*** Opening MATERIAL PROVIDED ***

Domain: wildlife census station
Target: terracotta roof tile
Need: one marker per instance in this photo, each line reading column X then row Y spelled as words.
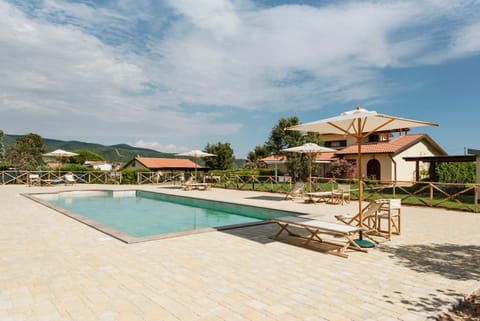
column 326, row 156
column 392, row 146
column 282, row 158
column 275, row 158
column 154, row 163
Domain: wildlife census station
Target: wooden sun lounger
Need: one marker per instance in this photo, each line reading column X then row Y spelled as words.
column 319, row 196
column 315, row 241
column 199, row 186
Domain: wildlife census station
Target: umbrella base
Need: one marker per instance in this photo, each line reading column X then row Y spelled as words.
column 364, row 243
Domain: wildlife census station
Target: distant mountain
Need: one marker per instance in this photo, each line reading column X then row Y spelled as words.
column 120, row 153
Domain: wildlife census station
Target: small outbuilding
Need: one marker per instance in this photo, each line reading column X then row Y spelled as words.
column 161, row 164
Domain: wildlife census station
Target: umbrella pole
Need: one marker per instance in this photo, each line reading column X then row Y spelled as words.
column 310, row 174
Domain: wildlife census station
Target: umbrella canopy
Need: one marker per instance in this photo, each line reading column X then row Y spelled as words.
column 196, row 154
column 310, row 149
column 359, row 123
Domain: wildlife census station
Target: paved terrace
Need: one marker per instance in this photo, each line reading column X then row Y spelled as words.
column 55, row 268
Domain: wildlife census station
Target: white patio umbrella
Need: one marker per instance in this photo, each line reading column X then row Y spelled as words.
column 359, row 123
column 196, row 154
column 311, row 150
column 59, row 154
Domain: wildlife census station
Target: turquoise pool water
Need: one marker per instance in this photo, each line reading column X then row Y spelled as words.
column 143, row 213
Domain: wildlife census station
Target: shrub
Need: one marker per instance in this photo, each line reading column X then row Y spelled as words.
column 342, row 168
column 456, row 172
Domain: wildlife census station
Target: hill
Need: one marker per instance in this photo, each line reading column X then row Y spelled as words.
column 120, row 153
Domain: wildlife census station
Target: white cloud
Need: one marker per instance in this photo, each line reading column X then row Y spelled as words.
column 153, row 70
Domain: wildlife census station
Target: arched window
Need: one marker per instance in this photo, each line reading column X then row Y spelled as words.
column 373, row 169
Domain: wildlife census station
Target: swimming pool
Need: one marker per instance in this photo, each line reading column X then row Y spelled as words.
column 137, row 215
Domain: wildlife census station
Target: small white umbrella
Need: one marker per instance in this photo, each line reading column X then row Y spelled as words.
column 310, row 149
column 196, row 154
column 59, row 154
column 359, row 123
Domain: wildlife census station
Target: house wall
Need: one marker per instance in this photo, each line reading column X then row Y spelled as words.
column 135, row 166
column 386, row 166
column 406, row 170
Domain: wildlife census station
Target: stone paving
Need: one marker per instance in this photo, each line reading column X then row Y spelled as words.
column 55, row 268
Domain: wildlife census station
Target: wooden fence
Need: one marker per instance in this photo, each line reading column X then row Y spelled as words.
column 85, row 177
column 458, row 196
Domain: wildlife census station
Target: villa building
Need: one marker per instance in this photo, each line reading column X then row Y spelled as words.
column 382, row 154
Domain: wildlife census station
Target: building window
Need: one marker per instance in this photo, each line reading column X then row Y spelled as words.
column 336, row 143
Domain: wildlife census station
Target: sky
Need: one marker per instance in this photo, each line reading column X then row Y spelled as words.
column 176, row 75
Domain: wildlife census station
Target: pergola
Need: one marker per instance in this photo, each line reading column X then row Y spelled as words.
column 445, row 159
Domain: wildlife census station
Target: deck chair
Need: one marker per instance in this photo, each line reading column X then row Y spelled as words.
column 34, row 180
column 188, row 184
column 389, row 212
column 342, row 194
column 369, row 220
column 297, row 190
column 69, row 179
column 316, row 235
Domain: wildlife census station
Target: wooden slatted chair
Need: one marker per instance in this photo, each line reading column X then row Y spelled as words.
column 389, row 212
column 369, row 220
column 297, row 190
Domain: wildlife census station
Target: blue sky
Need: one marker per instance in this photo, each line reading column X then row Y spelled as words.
column 174, row 75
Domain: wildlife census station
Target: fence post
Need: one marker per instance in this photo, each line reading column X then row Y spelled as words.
column 476, row 198
column 431, row 194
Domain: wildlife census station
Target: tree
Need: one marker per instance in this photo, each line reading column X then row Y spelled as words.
column 254, row 157
column 27, row 152
column 2, row 147
column 280, row 138
column 224, row 158
column 342, row 168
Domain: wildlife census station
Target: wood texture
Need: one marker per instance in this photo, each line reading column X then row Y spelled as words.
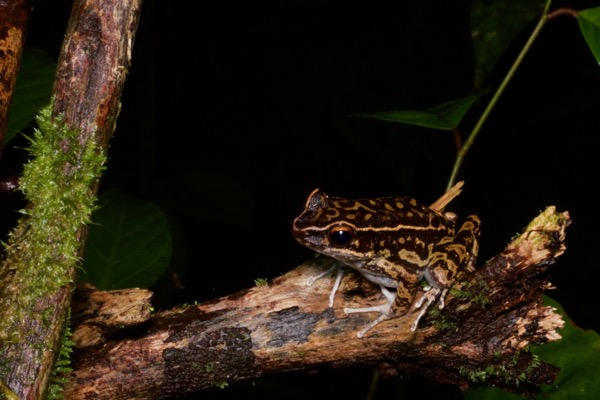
column 14, row 20
column 286, row 325
column 90, row 76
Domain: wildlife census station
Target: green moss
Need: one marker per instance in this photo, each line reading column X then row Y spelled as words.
column 503, row 370
column 62, row 366
column 42, row 250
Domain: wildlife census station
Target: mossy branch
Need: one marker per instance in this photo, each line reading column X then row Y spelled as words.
column 60, row 182
column 481, row 337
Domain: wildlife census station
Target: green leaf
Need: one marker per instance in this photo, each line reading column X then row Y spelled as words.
column 445, row 116
column 32, row 89
column 494, row 25
column 578, row 356
column 128, row 245
column 589, row 24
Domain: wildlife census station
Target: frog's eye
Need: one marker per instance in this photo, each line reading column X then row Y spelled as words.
column 341, row 235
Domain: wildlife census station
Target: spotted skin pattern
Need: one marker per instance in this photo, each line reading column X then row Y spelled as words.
column 394, row 242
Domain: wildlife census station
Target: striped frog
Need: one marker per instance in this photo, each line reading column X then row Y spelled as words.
column 394, row 242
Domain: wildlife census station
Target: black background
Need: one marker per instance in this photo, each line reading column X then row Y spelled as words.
column 254, row 101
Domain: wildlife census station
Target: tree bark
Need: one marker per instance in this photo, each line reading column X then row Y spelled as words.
column 479, row 338
column 14, row 18
column 90, row 76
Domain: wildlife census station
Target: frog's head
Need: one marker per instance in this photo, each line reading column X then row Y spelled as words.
column 332, row 226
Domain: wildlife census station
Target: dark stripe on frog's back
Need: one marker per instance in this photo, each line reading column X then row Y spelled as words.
column 379, row 212
column 398, row 243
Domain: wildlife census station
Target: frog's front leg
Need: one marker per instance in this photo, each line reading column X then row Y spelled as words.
column 337, row 267
column 397, row 304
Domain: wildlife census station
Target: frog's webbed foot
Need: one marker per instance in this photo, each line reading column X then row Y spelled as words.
column 338, row 279
column 427, row 300
column 383, row 309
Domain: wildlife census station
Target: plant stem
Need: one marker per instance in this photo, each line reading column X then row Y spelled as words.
column 465, row 148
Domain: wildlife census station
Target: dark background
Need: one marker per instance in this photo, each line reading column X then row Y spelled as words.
column 232, row 113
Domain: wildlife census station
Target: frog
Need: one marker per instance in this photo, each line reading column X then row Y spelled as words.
column 394, row 242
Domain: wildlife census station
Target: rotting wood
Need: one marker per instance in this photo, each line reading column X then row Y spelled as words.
column 287, row 325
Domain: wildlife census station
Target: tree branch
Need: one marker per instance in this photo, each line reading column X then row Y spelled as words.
column 479, row 338
column 41, row 254
column 14, row 18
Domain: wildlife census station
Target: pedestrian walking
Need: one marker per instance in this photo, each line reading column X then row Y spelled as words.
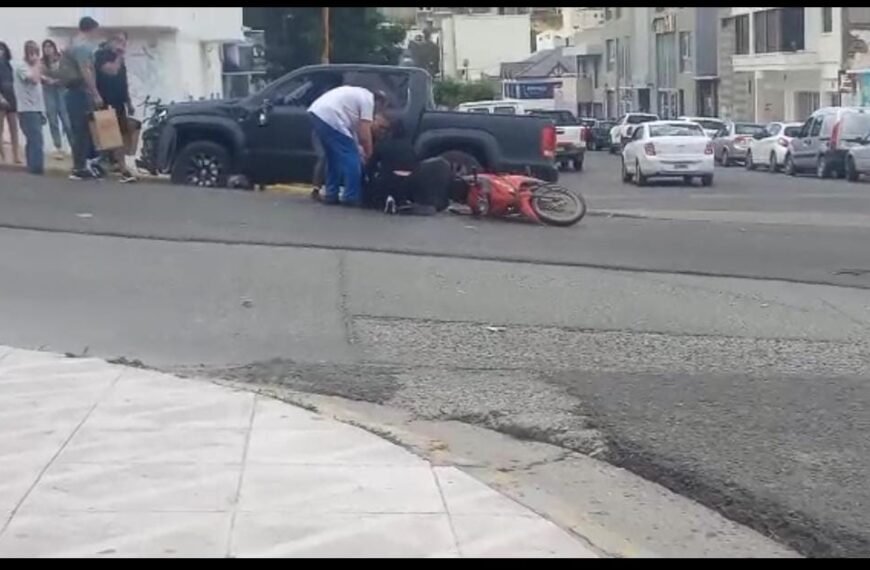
column 342, row 120
column 31, row 108
column 53, row 93
column 114, row 90
column 8, row 104
column 76, row 72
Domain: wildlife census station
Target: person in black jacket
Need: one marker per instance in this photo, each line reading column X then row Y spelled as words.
column 115, row 92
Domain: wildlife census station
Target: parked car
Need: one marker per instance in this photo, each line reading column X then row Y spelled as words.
column 771, row 147
column 267, row 137
column 599, row 135
column 668, row 149
column 498, row 107
column 621, row 133
column 858, row 160
column 570, row 138
column 825, row 139
column 711, row 125
column 731, row 143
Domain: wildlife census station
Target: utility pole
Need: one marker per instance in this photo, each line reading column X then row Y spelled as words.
column 325, row 17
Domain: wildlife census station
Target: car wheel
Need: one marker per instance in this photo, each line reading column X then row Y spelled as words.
column 748, row 162
column 461, row 162
column 626, row 175
column 639, row 178
column 202, row 163
column 823, row 170
column 789, row 166
column 772, row 165
column 851, row 170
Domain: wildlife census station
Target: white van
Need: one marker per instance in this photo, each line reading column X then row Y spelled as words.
column 501, row 107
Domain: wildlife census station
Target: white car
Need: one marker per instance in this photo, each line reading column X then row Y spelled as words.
column 858, row 159
column 678, row 149
column 625, row 125
column 710, row 125
column 771, row 149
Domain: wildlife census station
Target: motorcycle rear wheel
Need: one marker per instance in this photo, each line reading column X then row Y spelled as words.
column 558, row 206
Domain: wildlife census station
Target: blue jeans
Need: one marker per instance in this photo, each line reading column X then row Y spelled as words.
column 31, row 126
column 55, row 112
column 343, row 162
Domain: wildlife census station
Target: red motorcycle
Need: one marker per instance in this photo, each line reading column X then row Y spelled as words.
column 514, row 195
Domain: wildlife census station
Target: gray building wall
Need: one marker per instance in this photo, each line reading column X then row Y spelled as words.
column 736, row 100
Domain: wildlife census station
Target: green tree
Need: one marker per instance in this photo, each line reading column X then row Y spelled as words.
column 294, row 36
column 450, row 93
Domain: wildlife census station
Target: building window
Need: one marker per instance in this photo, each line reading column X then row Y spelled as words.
column 827, row 20
column 779, row 30
column 685, row 52
column 611, row 54
column 741, row 34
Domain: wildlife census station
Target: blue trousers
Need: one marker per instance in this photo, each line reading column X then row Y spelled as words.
column 31, row 126
column 55, row 111
column 343, row 162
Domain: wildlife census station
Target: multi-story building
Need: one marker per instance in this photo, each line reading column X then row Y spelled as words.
column 685, row 61
column 628, row 60
column 574, row 21
column 780, row 63
column 855, row 79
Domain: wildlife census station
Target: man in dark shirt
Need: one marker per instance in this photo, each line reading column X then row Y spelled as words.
column 115, row 93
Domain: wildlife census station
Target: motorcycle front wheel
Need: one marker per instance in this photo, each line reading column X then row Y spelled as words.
column 558, row 206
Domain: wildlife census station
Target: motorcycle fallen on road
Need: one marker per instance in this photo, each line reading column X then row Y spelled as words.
column 519, row 196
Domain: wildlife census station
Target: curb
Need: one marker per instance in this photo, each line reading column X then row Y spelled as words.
column 57, row 172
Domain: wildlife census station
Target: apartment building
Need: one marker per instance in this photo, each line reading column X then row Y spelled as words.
column 628, row 61
column 855, row 79
column 784, row 62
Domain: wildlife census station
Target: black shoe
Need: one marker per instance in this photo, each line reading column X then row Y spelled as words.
column 81, row 175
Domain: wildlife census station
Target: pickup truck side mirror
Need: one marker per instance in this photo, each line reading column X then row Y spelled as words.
column 263, row 113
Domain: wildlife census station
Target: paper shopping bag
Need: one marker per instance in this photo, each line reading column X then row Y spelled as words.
column 105, row 130
column 131, row 137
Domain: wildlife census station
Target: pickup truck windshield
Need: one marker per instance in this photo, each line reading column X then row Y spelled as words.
column 559, row 117
column 748, row 129
column 675, row 130
column 710, row 124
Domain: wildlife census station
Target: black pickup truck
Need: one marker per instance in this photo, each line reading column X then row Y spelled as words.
column 267, row 137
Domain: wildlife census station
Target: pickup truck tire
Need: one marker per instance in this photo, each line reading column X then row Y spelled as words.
column 461, row 162
column 202, row 163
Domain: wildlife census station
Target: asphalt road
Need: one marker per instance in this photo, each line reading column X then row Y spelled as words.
column 749, row 395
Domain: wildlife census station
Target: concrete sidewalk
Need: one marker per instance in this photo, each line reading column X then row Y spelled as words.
column 104, row 460
column 60, row 166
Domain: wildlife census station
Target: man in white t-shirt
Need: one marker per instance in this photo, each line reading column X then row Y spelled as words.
column 342, row 120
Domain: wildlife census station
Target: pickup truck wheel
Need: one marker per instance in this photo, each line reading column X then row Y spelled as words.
column 202, row 163
column 461, row 162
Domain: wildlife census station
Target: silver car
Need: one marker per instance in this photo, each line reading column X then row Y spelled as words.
column 732, row 142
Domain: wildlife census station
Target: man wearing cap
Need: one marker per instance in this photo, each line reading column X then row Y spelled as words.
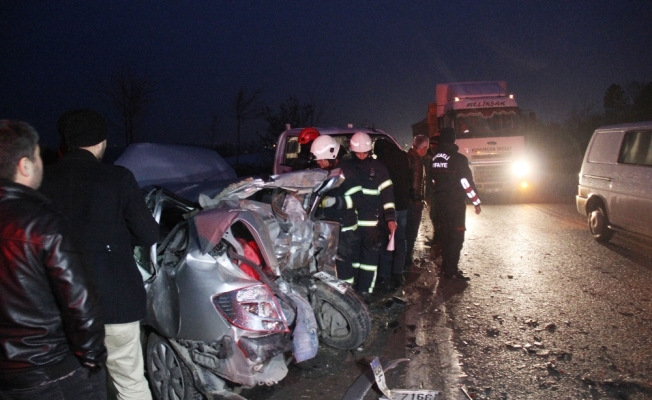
column 417, row 193
column 110, row 215
column 453, row 183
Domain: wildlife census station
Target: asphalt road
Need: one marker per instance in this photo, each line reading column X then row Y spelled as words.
column 548, row 314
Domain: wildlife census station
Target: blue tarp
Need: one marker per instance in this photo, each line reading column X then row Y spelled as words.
column 169, row 165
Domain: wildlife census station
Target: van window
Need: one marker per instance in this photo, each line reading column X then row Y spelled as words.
column 637, row 148
column 602, row 147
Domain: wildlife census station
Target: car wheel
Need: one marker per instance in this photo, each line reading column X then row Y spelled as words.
column 343, row 318
column 599, row 225
column 169, row 377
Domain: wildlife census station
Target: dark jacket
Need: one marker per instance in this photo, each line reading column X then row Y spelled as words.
column 49, row 308
column 448, row 170
column 397, row 164
column 417, row 178
column 109, row 212
column 370, row 179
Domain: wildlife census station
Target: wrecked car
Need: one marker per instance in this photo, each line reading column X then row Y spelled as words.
column 242, row 284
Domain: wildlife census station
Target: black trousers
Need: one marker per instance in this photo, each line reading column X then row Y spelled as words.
column 451, row 220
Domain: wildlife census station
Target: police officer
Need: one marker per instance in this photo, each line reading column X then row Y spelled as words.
column 453, row 183
column 374, row 207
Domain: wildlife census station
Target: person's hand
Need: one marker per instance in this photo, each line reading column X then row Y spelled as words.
column 392, row 226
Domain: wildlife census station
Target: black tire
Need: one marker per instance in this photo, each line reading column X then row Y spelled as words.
column 169, row 377
column 343, row 319
column 599, row 224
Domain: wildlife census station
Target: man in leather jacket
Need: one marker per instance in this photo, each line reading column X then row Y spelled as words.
column 51, row 331
column 108, row 210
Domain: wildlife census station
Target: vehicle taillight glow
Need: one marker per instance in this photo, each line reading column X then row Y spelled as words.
column 252, row 308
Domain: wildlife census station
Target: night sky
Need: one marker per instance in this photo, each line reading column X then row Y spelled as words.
column 370, row 62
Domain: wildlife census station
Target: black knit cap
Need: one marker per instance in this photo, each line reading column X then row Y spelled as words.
column 447, row 135
column 82, row 128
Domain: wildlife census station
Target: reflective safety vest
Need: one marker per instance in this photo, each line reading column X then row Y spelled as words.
column 371, row 191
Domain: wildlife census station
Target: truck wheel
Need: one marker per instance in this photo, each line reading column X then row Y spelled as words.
column 169, row 377
column 343, row 318
column 599, row 224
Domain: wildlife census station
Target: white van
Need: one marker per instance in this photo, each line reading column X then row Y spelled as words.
column 615, row 183
column 288, row 147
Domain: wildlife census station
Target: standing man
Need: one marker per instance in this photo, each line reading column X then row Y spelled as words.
column 108, row 210
column 338, row 205
column 51, row 331
column 453, row 183
column 417, row 193
column 375, row 208
column 432, row 207
column 390, row 268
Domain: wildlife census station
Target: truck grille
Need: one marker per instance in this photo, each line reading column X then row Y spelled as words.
column 491, row 156
column 491, row 174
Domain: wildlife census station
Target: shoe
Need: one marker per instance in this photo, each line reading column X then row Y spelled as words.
column 457, row 276
column 398, row 280
column 437, row 250
column 384, row 284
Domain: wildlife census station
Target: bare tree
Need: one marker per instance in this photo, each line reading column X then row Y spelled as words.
column 130, row 94
column 243, row 108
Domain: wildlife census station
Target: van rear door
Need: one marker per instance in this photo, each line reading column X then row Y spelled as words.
column 632, row 183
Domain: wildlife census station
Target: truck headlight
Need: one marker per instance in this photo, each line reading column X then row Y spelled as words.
column 521, row 169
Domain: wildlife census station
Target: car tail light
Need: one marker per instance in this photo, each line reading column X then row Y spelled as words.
column 253, row 308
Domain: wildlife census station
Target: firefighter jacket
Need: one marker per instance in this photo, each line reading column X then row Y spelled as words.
column 49, row 307
column 451, row 175
column 369, row 179
column 339, row 203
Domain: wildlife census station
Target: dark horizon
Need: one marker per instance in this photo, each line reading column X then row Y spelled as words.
column 371, row 63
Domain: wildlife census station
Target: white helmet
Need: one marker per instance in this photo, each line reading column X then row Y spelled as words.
column 325, row 148
column 360, row 142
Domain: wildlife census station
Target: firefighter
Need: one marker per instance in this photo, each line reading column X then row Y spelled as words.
column 375, row 209
column 338, row 206
column 304, row 159
column 453, row 183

*** Closing MATERIAL PROVIDED ***

** WHAT TO WORK ON **
Copy whichever lines in the listing above contain the word "tire".

** TASK SOLUTION **
Target: pickup truck tire
Target: black tire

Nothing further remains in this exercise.